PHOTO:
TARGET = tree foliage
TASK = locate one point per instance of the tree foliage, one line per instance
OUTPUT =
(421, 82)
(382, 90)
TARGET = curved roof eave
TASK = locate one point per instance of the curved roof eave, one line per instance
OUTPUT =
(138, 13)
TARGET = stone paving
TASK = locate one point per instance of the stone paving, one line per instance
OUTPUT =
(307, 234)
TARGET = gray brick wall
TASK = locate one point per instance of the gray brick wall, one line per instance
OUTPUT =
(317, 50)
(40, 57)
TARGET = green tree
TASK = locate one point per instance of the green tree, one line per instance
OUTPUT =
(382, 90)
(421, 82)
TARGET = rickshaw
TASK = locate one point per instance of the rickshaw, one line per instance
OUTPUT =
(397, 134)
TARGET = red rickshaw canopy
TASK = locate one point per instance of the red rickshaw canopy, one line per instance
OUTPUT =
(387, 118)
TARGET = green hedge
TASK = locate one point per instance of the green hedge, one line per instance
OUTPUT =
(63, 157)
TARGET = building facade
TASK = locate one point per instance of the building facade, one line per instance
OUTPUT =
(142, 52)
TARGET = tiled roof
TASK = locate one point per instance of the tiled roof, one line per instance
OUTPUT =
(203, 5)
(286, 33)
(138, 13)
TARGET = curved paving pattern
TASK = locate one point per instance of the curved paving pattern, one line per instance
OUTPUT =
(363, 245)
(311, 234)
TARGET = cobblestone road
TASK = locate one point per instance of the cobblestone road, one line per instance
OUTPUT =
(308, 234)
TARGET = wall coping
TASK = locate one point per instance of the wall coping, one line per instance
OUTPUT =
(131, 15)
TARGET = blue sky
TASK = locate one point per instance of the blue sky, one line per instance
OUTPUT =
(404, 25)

:: Task statement ::
Count how many lines of the entries contain the word "foliage", and respond with that count only.

:: Solution to this problem ::
2